[Start]

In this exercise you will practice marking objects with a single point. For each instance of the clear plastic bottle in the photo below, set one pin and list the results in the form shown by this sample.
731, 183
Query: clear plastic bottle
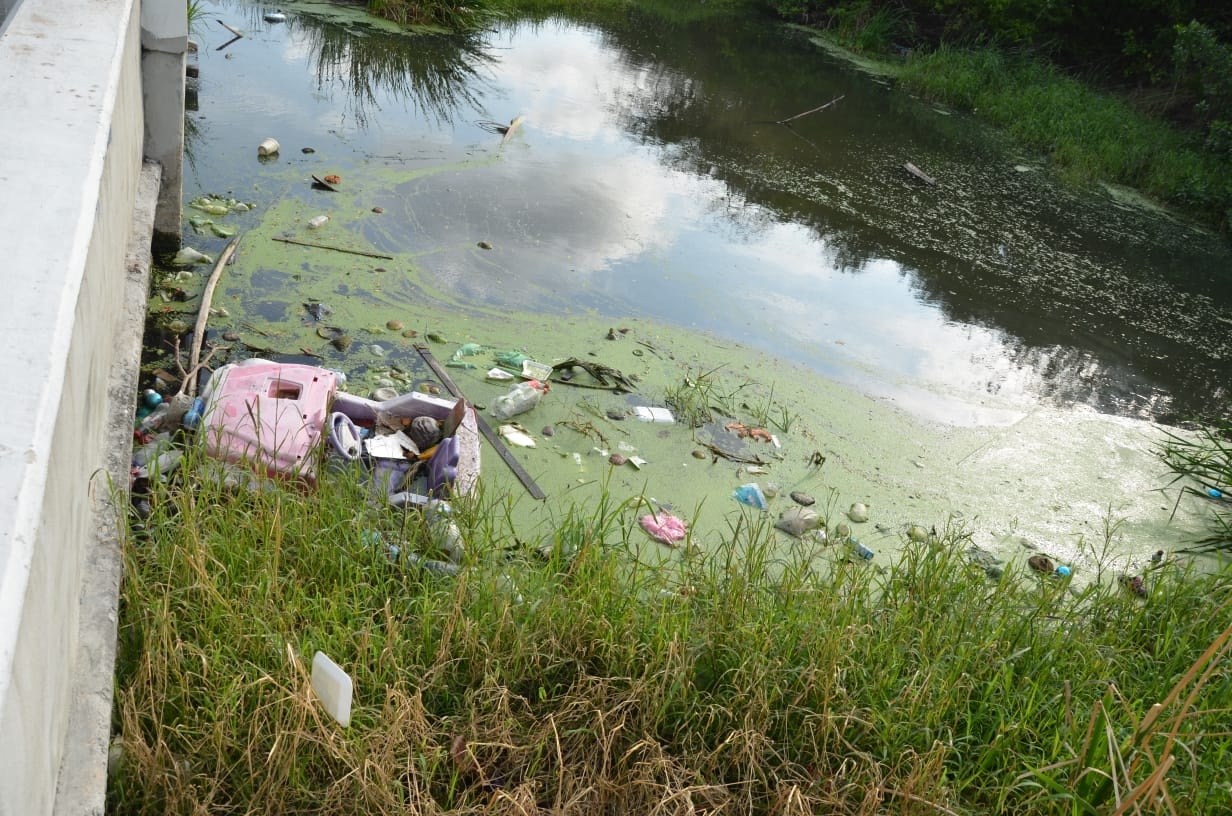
518, 399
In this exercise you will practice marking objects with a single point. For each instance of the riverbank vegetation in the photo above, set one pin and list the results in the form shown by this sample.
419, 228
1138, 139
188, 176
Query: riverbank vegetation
569, 676
1140, 99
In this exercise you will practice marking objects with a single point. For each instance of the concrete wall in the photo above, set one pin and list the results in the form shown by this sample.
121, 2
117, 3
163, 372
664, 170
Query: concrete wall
70, 163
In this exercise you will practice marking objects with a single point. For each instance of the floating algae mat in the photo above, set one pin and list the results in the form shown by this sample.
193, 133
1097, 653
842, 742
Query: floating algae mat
1047, 481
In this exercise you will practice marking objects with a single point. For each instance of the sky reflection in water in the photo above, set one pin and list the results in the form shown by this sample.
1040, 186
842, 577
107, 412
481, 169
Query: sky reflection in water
644, 189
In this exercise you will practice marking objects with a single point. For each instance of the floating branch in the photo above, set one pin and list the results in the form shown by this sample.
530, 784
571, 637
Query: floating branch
816, 110
336, 249
189, 383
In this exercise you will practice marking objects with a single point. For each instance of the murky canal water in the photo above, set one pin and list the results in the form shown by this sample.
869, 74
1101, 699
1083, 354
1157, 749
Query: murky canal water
651, 179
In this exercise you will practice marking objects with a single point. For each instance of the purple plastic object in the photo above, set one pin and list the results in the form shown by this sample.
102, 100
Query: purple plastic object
442, 467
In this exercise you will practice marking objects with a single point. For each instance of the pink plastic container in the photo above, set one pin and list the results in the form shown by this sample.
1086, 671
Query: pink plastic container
269, 416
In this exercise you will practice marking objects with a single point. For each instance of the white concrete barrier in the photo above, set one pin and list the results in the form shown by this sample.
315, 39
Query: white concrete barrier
72, 136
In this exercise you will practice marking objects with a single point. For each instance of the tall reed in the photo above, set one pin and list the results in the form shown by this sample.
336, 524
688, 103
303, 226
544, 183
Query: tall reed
573, 674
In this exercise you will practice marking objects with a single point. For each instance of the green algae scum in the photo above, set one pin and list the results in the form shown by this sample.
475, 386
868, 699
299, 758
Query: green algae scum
571, 662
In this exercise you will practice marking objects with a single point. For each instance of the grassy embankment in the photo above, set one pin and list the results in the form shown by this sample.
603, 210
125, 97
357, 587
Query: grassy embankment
748, 678
739, 679
1088, 136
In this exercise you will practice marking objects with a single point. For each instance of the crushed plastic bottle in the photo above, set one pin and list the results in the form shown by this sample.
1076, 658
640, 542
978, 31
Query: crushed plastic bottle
859, 549
518, 399
750, 494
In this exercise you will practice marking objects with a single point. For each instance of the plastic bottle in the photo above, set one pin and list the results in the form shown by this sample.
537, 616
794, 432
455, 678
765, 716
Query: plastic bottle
859, 549
519, 399
192, 417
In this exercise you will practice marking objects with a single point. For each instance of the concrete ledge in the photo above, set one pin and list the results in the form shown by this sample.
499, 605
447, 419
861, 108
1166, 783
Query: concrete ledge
70, 157
83, 779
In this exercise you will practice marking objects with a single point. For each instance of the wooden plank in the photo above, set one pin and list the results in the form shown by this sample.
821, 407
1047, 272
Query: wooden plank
484, 428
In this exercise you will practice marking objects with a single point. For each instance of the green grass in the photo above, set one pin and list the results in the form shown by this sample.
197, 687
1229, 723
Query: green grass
568, 674
1087, 134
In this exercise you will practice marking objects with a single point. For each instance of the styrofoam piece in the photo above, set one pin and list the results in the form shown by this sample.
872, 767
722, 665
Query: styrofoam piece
532, 370
653, 414
334, 687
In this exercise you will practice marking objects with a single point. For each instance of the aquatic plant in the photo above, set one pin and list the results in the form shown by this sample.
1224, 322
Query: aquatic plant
1203, 464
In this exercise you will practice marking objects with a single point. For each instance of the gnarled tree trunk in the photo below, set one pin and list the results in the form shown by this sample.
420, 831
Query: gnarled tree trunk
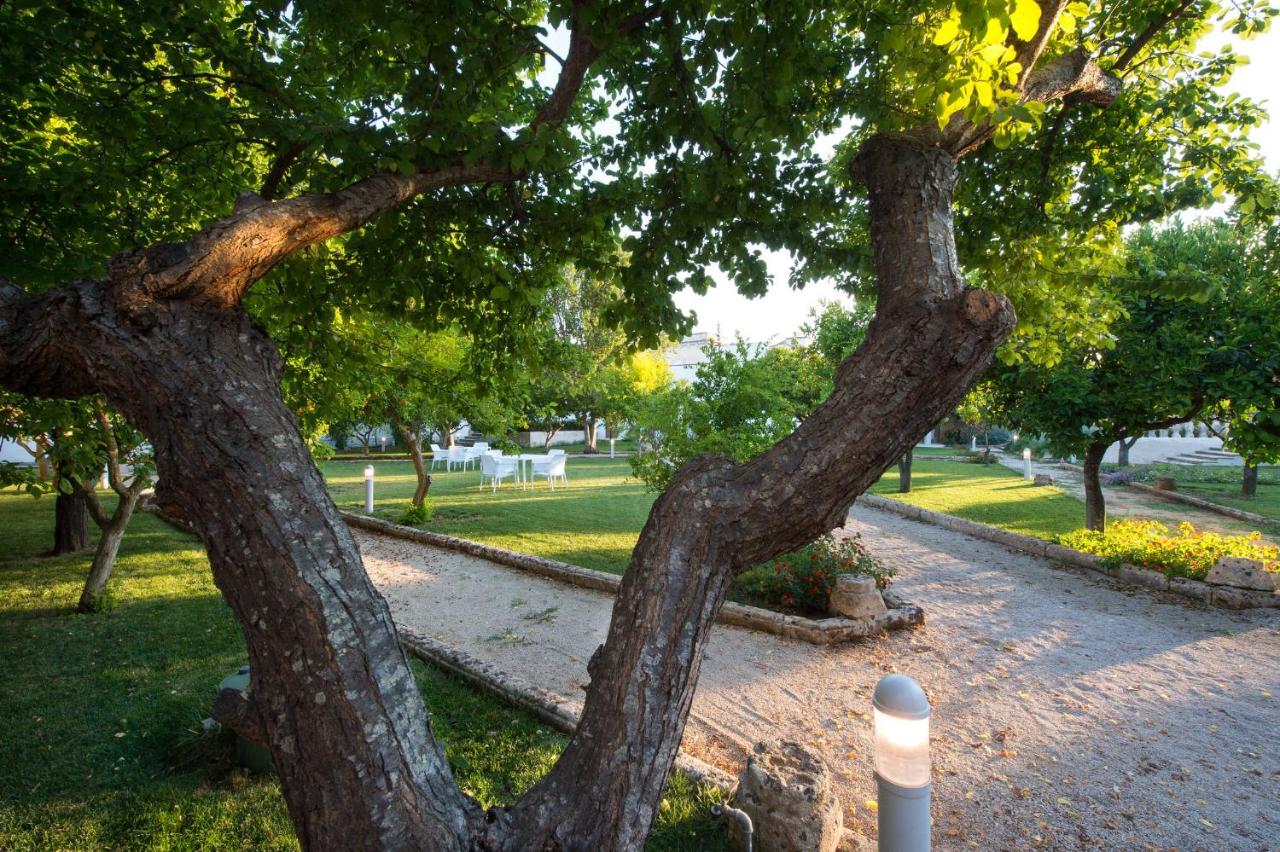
1095, 503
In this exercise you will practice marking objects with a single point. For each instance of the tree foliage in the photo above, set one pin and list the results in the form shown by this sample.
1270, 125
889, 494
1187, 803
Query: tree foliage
1194, 333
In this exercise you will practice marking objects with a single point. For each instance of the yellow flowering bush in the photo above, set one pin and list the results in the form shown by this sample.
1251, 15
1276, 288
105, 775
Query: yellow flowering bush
1188, 553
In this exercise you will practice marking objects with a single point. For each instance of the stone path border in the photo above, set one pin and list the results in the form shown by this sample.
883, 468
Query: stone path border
816, 631
1187, 499
542, 704
1226, 596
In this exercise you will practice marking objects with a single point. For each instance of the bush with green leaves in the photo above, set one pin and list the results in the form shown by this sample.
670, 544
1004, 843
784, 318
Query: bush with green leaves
803, 580
1150, 544
419, 513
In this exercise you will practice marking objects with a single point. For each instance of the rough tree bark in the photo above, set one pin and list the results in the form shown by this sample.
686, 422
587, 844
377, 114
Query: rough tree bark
164, 338
1095, 503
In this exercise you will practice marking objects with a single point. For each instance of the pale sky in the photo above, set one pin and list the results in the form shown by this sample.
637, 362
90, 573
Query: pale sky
782, 311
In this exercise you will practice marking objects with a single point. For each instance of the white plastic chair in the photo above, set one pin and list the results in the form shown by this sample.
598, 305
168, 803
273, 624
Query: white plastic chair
458, 456
551, 467
496, 468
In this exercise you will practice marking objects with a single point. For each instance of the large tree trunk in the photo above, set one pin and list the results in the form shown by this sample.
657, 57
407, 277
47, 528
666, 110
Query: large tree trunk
104, 558
929, 340
333, 695
332, 687
71, 523
1095, 503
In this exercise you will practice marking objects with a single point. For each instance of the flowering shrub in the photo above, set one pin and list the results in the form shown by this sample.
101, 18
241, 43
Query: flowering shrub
803, 580
1150, 544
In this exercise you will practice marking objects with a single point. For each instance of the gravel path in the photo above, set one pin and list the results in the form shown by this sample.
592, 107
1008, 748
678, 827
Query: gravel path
1069, 713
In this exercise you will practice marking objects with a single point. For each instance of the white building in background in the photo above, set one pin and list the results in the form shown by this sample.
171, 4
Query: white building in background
685, 356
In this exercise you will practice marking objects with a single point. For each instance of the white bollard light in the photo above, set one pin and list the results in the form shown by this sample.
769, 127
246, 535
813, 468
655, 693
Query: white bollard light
903, 777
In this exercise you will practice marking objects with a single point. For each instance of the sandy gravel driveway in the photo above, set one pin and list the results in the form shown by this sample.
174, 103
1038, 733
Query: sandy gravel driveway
1069, 713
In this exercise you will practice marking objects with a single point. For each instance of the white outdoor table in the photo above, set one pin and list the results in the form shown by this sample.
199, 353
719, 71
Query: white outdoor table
520, 466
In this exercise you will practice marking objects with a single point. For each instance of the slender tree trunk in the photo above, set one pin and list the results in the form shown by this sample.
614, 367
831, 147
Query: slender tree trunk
1123, 453
104, 558
1095, 504
414, 441
589, 425
1249, 480
71, 523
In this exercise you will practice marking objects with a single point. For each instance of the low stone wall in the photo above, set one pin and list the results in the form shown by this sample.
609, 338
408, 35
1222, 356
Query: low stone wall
1226, 596
817, 631
1187, 499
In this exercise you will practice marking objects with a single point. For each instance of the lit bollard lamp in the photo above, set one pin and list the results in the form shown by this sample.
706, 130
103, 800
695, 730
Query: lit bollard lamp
901, 715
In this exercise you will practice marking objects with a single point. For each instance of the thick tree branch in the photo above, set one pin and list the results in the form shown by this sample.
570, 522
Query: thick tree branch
1144, 37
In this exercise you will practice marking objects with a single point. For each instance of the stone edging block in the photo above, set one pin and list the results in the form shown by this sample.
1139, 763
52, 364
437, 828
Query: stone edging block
1225, 596
823, 631
542, 704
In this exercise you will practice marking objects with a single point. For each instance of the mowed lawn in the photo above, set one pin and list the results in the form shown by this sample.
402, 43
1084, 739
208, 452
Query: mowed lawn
594, 522
103, 746
597, 520
987, 494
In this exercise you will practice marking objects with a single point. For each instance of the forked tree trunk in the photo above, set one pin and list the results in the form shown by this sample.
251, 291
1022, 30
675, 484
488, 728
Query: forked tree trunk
333, 694
332, 686
1095, 503
1249, 480
71, 523
104, 557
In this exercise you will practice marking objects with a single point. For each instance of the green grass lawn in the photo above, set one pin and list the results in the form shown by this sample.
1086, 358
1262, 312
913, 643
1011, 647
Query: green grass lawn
987, 494
103, 745
1219, 484
594, 522
1266, 502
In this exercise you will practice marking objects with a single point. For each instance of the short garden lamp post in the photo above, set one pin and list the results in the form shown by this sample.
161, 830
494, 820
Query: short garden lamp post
901, 715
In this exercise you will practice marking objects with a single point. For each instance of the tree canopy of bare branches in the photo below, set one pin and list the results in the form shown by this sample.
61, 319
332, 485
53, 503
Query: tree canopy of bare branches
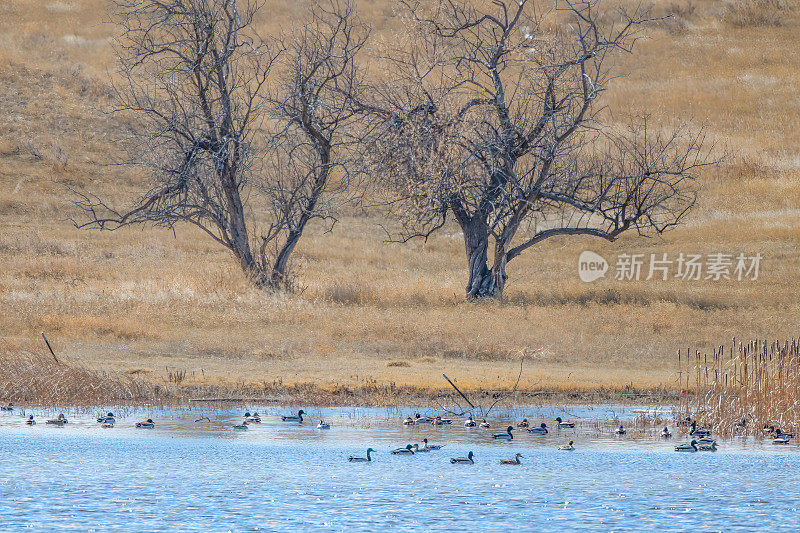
492, 115
241, 135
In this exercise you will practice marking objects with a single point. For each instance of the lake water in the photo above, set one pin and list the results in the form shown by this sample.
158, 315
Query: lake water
206, 476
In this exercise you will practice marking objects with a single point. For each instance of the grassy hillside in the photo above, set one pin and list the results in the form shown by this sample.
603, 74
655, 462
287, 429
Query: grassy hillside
148, 302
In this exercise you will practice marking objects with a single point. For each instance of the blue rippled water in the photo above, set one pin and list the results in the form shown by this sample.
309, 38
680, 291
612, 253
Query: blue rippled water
205, 476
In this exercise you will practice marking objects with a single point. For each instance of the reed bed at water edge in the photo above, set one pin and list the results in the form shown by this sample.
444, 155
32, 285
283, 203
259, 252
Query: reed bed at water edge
35, 379
743, 388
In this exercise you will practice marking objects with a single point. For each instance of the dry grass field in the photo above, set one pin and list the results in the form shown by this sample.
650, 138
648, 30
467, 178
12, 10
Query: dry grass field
149, 303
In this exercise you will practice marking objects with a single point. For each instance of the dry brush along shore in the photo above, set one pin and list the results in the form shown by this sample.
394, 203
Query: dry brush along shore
30, 377
744, 388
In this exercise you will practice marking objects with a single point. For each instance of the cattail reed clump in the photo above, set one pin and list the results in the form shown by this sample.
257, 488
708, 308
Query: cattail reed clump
744, 388
31, 378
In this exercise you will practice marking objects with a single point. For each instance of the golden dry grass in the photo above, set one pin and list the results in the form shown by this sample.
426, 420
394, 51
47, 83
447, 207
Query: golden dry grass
151, 303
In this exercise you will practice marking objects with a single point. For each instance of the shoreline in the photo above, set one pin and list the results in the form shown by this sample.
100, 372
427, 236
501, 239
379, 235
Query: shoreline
435, 399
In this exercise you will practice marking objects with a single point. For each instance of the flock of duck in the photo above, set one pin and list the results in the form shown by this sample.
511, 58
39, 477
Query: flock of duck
702, 439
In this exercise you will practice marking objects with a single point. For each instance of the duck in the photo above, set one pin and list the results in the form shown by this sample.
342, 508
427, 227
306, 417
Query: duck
707, 445
514, 461
468, 460
690, 447
292, 418
252, 419
776, 432
404, 451
60, 420
422, 419
541, 430
432, 446
564, 425
504, 436
107, 418
699, 432
367, 459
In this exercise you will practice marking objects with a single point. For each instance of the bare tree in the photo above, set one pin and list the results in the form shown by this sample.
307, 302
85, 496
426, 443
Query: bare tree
312, 168
492, 116
239, 135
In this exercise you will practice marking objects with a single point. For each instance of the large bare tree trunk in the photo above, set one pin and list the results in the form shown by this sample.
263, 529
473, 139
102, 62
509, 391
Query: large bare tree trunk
484, 282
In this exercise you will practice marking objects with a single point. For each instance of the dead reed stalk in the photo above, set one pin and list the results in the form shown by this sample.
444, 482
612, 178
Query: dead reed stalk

[End]

Only the lines from the one containing "of the duck" to the end of the listing belong in the output, each reproduced exactly.

In this exercise you will practice marking objects with a single point. For each instance of the duck in the photo above, set one pin and list the results in the form shown by this sample.
342, 508
427, 227
306, 417
Query: duck
707, 445
514, 461
468, 460
690, 447
292, 418
252, 419
776, 432
404, 451
60, 420
422, 419
541, 430
432, 446
564, 425
504, 436
107, 418
699, 432
367, 459
In this exercise you will practice marking objects with a single point. For each instance of the bare tree in the photo above, set one pin and list the results in the form shown by this sample.
307, 302
85, 496
426, 443
Query: bare tree
312, 168
492, 116
239, 135
In this exercise you will practice marking objects with a single point. For each instance of the large bare tree trunk in the photo above, set one pin and list the results in the form shown by this sample.
263, 529
473, 139
102, 62
509, 391
Query: large bare tree trunk
484, 282
In this exercise you will practice marking objects with a single point. For each instance of the dead reed stalk in the photo above, set one pin and list the results in the form shown by this sample.
444, 482
612, 178
Query: dead reed stalk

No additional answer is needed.